**Task description**. Extract the lines from the start of the items through the line containing "box: [0, 195, 13, 271]", and reproduce them without any change.

[[ Dataset extract, beginning ]]

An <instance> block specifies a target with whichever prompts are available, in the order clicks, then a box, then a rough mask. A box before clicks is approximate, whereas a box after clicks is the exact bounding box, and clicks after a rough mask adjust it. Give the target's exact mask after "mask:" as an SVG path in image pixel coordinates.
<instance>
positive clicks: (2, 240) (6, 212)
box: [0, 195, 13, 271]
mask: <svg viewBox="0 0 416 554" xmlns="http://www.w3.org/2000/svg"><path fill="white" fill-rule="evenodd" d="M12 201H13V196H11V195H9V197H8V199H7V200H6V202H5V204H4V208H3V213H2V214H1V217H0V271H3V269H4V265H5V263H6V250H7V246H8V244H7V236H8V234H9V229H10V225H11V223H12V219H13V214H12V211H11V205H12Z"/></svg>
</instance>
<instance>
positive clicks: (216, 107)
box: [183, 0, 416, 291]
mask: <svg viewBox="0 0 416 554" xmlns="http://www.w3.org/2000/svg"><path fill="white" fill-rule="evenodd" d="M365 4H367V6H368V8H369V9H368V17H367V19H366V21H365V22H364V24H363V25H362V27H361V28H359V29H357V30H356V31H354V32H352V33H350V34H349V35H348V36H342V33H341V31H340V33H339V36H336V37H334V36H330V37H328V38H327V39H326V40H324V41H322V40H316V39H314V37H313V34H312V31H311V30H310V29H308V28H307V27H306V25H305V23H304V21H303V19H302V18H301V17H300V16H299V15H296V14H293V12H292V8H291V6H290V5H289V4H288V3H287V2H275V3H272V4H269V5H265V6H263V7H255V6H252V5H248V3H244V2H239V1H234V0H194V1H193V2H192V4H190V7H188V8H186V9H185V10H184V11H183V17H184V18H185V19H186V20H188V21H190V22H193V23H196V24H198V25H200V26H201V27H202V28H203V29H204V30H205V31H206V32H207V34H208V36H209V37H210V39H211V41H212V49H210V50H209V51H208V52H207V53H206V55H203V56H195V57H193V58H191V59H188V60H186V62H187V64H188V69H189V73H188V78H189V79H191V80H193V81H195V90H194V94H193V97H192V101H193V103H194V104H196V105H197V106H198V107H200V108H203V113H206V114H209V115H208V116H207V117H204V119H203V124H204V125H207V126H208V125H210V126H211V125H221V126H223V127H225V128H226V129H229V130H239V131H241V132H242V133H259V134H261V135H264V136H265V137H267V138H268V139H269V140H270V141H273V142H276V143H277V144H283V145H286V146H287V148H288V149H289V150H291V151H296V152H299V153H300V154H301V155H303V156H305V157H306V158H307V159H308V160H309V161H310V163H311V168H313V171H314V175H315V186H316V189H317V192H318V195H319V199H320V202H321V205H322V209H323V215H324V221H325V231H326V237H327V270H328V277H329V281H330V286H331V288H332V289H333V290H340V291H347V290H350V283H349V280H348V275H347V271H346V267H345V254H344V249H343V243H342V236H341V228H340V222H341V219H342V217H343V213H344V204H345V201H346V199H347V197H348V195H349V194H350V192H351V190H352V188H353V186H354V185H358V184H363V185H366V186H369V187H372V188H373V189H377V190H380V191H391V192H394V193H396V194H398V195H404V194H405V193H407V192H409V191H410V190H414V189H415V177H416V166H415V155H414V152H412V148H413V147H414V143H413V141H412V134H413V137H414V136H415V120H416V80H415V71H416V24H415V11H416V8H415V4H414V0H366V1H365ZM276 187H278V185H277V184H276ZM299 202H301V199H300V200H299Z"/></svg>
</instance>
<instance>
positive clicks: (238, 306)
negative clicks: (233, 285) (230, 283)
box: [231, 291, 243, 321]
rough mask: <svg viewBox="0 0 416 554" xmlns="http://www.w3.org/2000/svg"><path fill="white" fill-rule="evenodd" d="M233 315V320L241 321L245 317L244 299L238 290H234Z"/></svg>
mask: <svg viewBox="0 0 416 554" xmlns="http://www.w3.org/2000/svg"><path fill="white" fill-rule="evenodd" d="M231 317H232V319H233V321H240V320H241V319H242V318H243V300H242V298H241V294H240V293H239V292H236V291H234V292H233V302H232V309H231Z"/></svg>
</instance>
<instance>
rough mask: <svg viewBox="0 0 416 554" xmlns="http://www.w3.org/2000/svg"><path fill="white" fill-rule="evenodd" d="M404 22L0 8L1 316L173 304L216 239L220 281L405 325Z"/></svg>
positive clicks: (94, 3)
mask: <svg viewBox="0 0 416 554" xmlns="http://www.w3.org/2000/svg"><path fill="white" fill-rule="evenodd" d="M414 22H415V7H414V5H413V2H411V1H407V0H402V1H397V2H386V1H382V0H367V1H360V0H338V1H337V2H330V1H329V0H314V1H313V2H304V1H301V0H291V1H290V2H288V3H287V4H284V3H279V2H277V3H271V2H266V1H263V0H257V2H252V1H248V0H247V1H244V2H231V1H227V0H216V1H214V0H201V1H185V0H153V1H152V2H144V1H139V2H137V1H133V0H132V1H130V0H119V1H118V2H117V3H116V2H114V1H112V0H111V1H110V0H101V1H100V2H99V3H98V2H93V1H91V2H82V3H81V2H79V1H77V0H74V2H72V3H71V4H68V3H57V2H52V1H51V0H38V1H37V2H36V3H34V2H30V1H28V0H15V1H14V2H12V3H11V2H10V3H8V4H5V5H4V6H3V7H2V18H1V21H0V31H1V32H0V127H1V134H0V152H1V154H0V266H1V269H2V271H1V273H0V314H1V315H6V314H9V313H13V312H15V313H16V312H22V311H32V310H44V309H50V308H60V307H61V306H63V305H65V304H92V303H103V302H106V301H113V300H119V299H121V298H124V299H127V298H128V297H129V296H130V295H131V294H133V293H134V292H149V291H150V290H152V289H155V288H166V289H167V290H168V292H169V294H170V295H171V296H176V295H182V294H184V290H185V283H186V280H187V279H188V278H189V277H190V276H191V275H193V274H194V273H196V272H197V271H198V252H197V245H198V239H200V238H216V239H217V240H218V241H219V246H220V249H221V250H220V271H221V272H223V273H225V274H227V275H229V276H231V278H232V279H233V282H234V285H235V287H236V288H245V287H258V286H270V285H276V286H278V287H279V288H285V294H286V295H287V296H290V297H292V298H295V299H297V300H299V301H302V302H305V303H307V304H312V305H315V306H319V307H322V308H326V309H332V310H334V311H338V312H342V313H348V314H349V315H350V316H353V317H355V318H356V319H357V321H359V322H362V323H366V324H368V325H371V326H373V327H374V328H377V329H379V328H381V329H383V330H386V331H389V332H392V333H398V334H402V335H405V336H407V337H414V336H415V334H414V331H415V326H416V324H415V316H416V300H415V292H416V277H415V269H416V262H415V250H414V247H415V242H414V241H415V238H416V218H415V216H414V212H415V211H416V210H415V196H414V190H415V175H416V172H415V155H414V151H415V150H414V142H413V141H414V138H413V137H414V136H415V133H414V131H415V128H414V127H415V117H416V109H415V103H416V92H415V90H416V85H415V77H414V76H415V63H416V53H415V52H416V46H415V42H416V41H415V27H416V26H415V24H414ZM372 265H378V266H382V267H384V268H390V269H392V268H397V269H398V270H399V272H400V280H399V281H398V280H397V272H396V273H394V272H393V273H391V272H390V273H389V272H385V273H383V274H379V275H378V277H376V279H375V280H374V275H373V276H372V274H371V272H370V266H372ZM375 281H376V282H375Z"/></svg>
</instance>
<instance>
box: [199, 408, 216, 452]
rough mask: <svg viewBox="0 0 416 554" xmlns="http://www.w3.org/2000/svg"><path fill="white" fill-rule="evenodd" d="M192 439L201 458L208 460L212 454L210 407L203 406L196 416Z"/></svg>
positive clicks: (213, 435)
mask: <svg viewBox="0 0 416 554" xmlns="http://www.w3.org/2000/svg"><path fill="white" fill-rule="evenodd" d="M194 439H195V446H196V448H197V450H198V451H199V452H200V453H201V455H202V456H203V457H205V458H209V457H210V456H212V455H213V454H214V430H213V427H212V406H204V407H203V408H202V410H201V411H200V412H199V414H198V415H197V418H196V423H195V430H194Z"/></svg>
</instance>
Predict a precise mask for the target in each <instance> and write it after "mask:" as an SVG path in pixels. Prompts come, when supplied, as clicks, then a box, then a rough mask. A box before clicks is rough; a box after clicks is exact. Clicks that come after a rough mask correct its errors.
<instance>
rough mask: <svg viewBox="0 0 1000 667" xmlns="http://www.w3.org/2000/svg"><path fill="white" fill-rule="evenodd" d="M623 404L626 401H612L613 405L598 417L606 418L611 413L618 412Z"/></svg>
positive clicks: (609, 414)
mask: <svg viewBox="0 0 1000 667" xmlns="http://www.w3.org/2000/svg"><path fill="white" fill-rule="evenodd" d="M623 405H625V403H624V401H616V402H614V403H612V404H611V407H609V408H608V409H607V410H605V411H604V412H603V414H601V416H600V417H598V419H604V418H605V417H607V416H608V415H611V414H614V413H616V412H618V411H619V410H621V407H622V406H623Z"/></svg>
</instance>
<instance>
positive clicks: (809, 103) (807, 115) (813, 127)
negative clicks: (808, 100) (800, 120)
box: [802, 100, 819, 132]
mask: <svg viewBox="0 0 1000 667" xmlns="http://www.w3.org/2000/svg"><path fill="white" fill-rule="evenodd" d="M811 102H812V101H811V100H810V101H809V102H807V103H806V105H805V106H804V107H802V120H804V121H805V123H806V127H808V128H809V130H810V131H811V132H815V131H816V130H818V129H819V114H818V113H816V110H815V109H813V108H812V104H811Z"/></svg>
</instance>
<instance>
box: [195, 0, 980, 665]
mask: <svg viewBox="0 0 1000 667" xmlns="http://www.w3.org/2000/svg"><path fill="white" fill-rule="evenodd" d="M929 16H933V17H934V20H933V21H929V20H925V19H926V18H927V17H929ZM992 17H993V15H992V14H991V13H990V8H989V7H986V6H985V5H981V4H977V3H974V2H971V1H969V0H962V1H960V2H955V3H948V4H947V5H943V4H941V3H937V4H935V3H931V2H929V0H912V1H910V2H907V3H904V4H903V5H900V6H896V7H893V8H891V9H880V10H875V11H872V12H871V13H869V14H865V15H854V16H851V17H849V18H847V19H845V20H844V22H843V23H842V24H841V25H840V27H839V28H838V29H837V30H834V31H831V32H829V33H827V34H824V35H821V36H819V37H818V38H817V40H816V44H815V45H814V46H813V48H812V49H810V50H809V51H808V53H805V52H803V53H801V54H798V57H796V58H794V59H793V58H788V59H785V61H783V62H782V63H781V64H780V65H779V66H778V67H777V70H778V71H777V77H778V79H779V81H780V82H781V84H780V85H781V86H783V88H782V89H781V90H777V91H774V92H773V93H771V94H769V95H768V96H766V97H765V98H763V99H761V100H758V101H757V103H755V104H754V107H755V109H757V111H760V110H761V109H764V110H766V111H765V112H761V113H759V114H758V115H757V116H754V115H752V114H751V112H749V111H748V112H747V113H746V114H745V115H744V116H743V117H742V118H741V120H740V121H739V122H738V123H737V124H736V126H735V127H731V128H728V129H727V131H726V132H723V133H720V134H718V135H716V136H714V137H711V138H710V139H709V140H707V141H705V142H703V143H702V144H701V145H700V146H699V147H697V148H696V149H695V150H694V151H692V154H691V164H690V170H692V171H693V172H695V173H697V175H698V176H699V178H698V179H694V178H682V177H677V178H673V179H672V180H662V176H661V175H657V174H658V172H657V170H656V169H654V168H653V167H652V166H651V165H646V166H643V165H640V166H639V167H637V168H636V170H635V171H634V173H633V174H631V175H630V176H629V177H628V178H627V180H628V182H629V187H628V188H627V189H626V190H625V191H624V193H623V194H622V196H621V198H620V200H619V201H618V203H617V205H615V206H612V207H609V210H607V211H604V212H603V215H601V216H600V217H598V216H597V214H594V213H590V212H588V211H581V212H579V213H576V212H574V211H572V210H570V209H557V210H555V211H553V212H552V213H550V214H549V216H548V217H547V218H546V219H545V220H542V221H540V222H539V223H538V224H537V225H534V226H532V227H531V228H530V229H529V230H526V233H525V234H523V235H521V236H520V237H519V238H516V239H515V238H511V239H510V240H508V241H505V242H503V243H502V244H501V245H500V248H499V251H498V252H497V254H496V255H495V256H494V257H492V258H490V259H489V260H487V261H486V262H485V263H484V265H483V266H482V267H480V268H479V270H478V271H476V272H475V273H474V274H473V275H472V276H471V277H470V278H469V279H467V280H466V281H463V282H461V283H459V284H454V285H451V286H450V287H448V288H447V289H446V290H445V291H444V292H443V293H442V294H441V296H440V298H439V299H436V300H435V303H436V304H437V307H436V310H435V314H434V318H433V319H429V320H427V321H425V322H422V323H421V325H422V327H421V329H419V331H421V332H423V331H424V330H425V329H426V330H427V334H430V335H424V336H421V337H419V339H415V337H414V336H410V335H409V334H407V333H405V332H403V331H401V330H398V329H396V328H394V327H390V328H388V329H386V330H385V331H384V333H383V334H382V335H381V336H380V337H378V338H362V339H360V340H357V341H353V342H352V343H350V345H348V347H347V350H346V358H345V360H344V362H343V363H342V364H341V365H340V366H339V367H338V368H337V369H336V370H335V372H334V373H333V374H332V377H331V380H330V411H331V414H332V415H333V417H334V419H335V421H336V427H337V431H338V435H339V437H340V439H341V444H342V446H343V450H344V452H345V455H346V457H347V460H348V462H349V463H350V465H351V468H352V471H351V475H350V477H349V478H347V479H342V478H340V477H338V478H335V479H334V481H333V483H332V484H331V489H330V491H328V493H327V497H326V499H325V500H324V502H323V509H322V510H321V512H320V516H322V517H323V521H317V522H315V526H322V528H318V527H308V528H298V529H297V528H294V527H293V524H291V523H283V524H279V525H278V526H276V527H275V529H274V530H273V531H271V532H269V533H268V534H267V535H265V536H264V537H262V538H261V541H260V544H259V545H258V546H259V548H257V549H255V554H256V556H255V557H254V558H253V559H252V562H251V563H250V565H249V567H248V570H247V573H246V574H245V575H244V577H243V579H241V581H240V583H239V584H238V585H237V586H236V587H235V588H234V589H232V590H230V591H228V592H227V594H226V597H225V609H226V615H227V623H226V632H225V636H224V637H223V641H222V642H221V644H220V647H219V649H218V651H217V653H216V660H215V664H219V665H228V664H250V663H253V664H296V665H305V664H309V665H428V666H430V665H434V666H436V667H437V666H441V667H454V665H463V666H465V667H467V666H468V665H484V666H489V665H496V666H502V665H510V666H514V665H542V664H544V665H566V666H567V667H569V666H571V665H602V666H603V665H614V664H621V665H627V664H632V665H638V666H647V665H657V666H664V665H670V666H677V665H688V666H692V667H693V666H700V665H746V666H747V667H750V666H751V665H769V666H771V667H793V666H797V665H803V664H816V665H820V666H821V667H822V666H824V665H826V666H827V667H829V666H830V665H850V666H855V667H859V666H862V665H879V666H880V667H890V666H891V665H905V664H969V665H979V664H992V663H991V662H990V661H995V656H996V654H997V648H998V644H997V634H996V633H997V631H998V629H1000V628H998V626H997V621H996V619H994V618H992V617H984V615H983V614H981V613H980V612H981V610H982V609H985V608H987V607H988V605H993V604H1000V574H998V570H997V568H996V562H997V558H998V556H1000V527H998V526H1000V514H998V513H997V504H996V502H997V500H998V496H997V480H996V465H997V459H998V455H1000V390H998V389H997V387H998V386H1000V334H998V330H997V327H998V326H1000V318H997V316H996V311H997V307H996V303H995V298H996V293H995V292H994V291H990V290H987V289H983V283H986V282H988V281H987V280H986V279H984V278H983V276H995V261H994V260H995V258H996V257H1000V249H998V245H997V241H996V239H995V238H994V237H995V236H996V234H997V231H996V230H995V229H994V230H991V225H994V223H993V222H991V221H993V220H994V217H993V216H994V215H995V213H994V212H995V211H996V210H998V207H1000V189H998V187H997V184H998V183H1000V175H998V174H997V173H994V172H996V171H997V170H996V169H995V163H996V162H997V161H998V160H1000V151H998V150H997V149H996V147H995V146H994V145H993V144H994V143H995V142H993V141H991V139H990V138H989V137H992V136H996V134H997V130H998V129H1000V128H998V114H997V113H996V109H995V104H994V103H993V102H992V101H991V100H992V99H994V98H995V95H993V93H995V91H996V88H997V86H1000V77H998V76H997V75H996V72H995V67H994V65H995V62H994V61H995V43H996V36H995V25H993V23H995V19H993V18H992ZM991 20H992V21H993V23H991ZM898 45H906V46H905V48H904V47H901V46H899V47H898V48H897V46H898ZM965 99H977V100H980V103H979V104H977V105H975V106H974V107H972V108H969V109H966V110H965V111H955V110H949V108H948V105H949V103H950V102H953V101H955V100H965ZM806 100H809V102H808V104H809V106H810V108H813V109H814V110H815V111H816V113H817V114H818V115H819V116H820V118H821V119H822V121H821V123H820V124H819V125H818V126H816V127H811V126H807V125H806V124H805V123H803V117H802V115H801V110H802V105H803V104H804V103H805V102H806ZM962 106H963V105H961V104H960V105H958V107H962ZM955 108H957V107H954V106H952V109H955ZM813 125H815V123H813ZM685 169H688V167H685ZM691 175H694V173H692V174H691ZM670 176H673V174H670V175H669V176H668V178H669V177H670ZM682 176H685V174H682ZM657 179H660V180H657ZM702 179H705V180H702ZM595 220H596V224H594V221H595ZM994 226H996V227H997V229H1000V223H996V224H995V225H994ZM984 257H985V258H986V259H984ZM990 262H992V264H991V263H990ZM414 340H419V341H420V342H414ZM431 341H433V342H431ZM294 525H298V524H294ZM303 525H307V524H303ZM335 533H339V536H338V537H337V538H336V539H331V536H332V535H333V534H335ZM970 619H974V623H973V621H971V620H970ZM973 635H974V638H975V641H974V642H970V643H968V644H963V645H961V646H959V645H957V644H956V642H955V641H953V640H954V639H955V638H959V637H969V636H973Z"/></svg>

[[ Dataset extract, end ]]

**Completed exercise**.
An <instance> block specifies a target with whichever prompts are available, in the order clicks, then a box, then a rough mask. A box before clicks is approximate, whereas a box after clicks is the exact bounding box, and clicks after a rough mask adjust it. Give the target's exact mask after "mask:" as an SVG path in image pixel coordinates.
<instance>
positive clicks: (2, 240) (6, 212)
box: [0, 195, 13, 271]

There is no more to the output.